Passage given »
☆ ☆ ☆ ☆

Ethics When Biocomplexity Meets Human Complexity (Role-Play Workshop) and Nanosilver Linings Case

Exemplary features:

Interactive and creative education approach; consideration of macroethics issues

Why it’s exemplary:

The Nanosilver Linings case and the workshop, “Ethics When Biocomplexity Meets Human Complexity,” that supports it are exemplary because they are based on best practices in the field (e.g., clear definition of learning objectives, active learning, interactive learning, case-based learning, role play), provide instructors with refined and assessed (by both student participants and an external faculty expert) materials sufficient for a 3-hour ethics education workshop, and offer students the experience of STEM-relevant role play with richly detailed stakeholder characters in a realistic hypothetical case. The robust supporting materials provide an organized reading list, instructor checklist, time table, slides, and guidelines for role play. This activity is sponsored by the National Science Foundation (Award #1338682), for the Ethics Education in Science and Engineering (EESE) Program. It is a product of the Collaborative Research project Ethics Education in Life Cycle Design, Engineering, and Management.

Program description:

Participants are graduate students in any field of science or engineering. The case and workshop have been piloted and refined through initial offerings to cohorts of STEM graduate students at two universities. In addition, the Nanosilver Linings case has been offered at an academic research institute for both faculty and students, spanning STEM disciplines and STEM-related fields (e.g., science policy), and went smoothly and was well received by participants. Learning objectives underpinned the design of the case and workshop, and their achievement was assessed formally through the instrument administered upon completion of the workshop. Through this workshop, STEM graduate students learn to:

• List ethical dilemmas involved in public communications about science and technology
• Appreciate the human factors, conflicts of interest, struggles, and tradeoffs in a participatory governance scenario pertaining to science and technology
• Identify stakeholders in complex decisions pertaining to science and technology
• Understand how the perspectives of different stakeholders are informed and communicated
• Understand the inherent limits of quantitative, technical methods of assessment in incorporating values
• Operate professionally as a scientist or engineer even in “grey areas” of practice where there is no possibility of a single correct answer

These learning objectives prepare natural and applied scientists for ethical research, practice, and leadership. For example, on the assessment instrument, in response to the question “What event during the workshop changed your thinking? In what way did your thinking change?” one student answered “Discussion of our responsibility as scientists to be ambassadors to the general public. I have a responsibility. I need to do my due diligence as an academic.”

☆ ☆ ☆ ☆

Turn the paragraph of the workshop description that begins "The Nanosilver Linings case and the workshop" into a short bulleted list that keeps its main facts.

Given entries »

☆ ☆ ☆ ☆

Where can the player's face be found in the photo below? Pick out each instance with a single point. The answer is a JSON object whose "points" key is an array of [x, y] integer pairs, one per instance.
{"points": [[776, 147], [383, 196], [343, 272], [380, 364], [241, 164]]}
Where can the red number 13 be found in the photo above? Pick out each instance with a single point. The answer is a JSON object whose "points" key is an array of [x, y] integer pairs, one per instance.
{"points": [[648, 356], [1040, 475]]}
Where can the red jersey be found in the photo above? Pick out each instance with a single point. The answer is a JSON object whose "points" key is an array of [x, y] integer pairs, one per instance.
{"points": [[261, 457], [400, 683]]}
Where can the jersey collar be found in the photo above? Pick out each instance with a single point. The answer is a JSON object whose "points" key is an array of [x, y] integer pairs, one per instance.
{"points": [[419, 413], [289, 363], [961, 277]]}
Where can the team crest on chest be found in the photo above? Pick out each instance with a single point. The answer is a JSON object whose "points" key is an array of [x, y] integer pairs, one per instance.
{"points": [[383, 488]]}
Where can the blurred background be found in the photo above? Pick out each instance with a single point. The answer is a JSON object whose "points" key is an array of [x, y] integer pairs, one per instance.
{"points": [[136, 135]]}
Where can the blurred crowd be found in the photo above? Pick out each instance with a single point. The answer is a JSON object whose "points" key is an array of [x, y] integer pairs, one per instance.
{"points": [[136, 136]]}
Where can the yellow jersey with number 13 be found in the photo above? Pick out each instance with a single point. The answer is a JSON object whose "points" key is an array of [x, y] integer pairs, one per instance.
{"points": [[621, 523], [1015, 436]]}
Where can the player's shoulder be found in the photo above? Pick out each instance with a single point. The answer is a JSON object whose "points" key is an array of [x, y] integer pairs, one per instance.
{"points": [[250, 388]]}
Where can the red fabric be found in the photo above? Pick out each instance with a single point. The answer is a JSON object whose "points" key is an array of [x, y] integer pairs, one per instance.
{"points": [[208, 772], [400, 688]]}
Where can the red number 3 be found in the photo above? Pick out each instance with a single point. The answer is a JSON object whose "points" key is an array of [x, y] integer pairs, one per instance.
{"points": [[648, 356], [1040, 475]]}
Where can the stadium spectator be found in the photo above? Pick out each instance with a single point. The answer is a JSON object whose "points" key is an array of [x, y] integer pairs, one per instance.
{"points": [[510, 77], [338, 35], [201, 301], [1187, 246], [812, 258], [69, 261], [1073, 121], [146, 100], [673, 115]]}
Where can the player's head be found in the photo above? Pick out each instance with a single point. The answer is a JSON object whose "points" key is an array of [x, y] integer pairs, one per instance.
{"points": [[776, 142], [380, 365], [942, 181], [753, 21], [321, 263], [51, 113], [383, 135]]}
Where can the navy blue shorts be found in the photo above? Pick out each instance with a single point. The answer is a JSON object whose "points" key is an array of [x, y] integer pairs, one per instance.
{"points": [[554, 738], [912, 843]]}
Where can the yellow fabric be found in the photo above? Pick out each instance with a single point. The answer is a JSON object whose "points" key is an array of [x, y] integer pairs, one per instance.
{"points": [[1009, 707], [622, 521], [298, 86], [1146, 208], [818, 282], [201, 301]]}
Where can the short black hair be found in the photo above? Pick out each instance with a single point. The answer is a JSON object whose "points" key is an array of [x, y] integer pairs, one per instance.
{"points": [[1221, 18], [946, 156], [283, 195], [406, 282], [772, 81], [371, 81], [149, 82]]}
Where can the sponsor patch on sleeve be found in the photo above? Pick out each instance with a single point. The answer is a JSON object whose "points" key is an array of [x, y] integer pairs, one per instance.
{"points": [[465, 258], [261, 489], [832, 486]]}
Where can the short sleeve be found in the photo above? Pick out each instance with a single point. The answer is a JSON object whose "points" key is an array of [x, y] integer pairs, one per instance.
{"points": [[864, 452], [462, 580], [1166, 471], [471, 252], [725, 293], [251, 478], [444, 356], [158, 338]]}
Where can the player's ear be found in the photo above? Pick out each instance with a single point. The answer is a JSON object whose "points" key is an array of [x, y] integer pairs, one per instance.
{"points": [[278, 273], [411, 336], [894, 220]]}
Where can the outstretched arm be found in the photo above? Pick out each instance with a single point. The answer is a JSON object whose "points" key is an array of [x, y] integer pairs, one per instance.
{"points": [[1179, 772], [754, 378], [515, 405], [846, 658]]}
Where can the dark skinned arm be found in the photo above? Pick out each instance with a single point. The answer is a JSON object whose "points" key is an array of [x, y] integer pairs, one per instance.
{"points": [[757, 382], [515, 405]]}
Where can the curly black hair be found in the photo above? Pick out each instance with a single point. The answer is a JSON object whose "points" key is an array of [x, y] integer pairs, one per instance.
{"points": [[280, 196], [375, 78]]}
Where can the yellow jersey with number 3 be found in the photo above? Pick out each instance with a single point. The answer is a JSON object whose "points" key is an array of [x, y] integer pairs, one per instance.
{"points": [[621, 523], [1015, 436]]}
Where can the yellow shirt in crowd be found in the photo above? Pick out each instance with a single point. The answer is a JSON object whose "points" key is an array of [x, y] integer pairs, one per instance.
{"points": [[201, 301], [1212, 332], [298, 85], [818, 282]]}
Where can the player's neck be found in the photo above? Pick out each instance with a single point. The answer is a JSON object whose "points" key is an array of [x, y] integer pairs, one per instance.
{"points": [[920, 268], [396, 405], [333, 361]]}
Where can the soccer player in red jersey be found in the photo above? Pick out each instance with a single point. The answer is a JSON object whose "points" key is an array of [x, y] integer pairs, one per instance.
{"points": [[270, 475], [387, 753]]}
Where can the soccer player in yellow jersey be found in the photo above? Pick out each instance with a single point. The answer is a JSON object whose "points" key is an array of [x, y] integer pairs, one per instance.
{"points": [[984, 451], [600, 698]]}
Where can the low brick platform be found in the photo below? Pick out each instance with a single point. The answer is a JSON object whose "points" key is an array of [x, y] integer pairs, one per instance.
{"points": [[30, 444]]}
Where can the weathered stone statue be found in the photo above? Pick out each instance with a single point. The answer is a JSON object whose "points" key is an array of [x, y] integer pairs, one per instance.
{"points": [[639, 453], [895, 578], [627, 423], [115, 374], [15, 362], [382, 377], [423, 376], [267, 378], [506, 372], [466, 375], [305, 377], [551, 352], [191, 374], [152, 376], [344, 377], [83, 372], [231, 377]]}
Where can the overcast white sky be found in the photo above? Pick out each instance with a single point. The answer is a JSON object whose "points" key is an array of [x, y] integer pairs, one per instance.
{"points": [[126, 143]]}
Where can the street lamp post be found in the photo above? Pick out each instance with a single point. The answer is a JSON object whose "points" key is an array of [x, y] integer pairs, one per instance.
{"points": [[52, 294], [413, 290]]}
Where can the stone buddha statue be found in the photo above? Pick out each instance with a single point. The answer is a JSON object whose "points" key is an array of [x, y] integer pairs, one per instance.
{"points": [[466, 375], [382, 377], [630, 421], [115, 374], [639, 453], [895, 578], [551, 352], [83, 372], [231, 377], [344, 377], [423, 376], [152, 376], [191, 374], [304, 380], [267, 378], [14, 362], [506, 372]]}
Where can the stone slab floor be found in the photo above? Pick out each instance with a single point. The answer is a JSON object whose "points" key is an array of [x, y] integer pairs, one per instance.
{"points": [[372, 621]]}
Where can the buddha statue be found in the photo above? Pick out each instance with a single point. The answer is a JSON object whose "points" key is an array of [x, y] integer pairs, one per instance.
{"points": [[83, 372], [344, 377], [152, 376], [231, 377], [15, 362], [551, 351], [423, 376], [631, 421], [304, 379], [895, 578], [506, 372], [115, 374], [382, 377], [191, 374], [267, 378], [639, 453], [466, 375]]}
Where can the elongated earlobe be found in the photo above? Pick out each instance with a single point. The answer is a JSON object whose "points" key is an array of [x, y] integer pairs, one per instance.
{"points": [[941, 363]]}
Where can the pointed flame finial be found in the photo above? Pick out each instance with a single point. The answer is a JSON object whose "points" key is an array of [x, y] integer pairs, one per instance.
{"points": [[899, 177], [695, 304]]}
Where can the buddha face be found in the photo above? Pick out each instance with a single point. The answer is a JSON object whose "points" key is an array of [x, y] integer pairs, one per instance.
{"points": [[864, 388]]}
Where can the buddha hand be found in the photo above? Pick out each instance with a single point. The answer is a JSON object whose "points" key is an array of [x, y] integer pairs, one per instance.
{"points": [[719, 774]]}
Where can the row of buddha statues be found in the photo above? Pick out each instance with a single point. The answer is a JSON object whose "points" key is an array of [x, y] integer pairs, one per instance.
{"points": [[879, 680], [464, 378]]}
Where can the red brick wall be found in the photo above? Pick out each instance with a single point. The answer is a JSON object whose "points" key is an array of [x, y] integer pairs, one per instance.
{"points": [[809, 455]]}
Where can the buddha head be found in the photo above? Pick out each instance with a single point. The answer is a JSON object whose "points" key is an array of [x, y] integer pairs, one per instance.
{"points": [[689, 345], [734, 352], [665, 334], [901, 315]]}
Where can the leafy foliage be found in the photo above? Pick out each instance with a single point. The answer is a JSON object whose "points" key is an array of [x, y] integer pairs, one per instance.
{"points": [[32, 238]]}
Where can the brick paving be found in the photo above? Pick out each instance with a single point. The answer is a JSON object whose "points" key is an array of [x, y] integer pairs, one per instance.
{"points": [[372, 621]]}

☆ ☆ ☆ ☆

Exercise result »
- Built on best practices in the field: clear learning objectives, active and interactive learning, case-based learning, and role play
- Gives instructors materials enough for a 3-hour ethics education workshop, refined and assessed by student participants and an external faculty expert
- Offers students STEM-relevant role play with richly detailed stakeholder characters in a realistic hypothetical case
- Supporting materials include an organized reading list, instructor checklist, time table, slides, and role-play guidelines
- Sponsored by the National Science Foundation (Award #1338682) for the Ethics Education in Science and Engineering (EESE) Program
- A product of the Collaborative Research project Ethics Education in Life Cycle Design, Engineering, and Management